* **Work required**
Begin with the line that contains "Can you see the green" and transcribe each line after it, up to and including the last line of the listing below.

start Records for this task

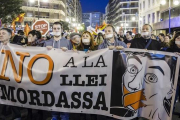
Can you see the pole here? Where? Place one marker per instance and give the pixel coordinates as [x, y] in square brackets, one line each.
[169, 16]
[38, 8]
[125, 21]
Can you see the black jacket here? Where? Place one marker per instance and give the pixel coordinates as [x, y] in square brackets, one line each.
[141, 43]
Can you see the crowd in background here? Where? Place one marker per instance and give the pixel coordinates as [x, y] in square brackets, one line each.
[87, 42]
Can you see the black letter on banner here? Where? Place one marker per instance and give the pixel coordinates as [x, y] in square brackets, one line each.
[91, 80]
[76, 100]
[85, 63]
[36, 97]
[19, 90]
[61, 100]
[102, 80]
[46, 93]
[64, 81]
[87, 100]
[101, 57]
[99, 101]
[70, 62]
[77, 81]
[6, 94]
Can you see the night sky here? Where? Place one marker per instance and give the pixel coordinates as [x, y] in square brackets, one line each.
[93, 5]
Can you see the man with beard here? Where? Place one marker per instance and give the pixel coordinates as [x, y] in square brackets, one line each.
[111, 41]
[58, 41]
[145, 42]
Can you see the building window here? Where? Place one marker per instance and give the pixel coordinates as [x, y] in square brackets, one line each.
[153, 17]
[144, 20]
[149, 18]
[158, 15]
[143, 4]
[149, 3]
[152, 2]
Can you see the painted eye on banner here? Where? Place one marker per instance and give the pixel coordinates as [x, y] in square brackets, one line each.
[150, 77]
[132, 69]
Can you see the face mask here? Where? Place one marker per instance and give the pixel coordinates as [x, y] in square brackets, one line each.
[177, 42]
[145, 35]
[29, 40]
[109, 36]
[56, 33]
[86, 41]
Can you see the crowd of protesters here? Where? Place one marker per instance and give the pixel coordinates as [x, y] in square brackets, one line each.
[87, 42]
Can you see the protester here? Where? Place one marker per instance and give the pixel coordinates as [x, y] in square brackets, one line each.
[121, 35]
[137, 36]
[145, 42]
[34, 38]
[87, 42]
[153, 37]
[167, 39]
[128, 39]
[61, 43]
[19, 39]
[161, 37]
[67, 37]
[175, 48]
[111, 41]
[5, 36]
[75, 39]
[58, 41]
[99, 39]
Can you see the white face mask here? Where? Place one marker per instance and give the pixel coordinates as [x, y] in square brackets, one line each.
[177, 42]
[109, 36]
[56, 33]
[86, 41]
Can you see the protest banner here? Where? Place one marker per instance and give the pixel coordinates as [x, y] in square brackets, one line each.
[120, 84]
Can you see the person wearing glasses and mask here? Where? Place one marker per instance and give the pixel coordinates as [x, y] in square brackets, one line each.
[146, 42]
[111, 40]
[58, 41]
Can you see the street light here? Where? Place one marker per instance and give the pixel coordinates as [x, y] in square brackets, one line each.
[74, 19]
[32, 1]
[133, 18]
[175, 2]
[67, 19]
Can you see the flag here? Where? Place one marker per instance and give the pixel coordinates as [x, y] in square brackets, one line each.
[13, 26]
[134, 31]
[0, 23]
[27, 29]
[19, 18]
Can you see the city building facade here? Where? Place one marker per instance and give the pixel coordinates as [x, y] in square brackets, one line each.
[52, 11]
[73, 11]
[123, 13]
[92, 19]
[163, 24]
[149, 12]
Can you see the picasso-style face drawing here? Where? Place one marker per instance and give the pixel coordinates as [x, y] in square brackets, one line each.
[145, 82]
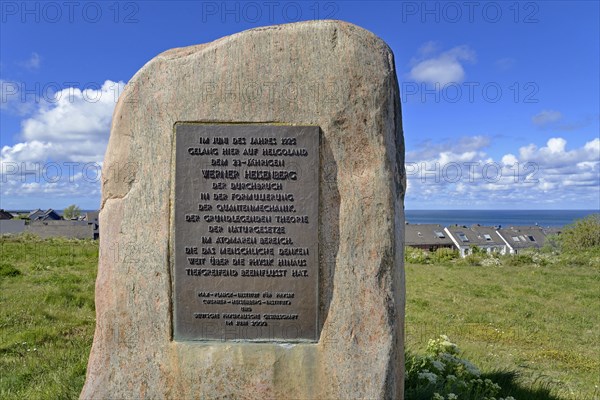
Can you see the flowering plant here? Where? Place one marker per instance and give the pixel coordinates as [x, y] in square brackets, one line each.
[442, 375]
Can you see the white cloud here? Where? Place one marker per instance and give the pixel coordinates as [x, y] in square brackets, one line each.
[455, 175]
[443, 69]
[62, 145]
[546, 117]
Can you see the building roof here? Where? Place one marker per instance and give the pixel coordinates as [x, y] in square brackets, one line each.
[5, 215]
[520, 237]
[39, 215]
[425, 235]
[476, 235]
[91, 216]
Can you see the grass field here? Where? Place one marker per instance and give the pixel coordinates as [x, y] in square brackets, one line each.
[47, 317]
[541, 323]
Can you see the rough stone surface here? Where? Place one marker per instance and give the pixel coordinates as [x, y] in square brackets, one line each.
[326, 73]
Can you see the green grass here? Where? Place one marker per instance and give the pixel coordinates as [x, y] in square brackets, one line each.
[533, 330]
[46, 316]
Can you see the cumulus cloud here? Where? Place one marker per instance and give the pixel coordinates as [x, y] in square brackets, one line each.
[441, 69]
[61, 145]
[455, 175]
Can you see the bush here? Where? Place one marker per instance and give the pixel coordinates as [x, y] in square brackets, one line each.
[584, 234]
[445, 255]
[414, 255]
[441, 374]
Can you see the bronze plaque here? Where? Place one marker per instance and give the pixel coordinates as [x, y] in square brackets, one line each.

end Records for this task

* **Full answer**
Can you see the green grass here? Where? Place one marker per instance and give the pixel coordinates as [x, y] in square brackets, one line each.
[533, 330]
[46, 316]
Can you see the cumulus cloud here? Where? Place one marker per instance and give the pixel coordinates as [x, y] in square brackets, one line each.
[441, 69]
[61, 145]
[455, 175]
Can you see the bush here? Where? Place one marker per instance and give the pixel coordinates as [x, y] in square brackets, one line each.
[584, 234]
[445, 255]
[414, 255]
[441, 374]
Can you see the bronze plaque here? Where? Place one marker per instance and give the pixel coordinates as [x, y] in square brackets, one line each.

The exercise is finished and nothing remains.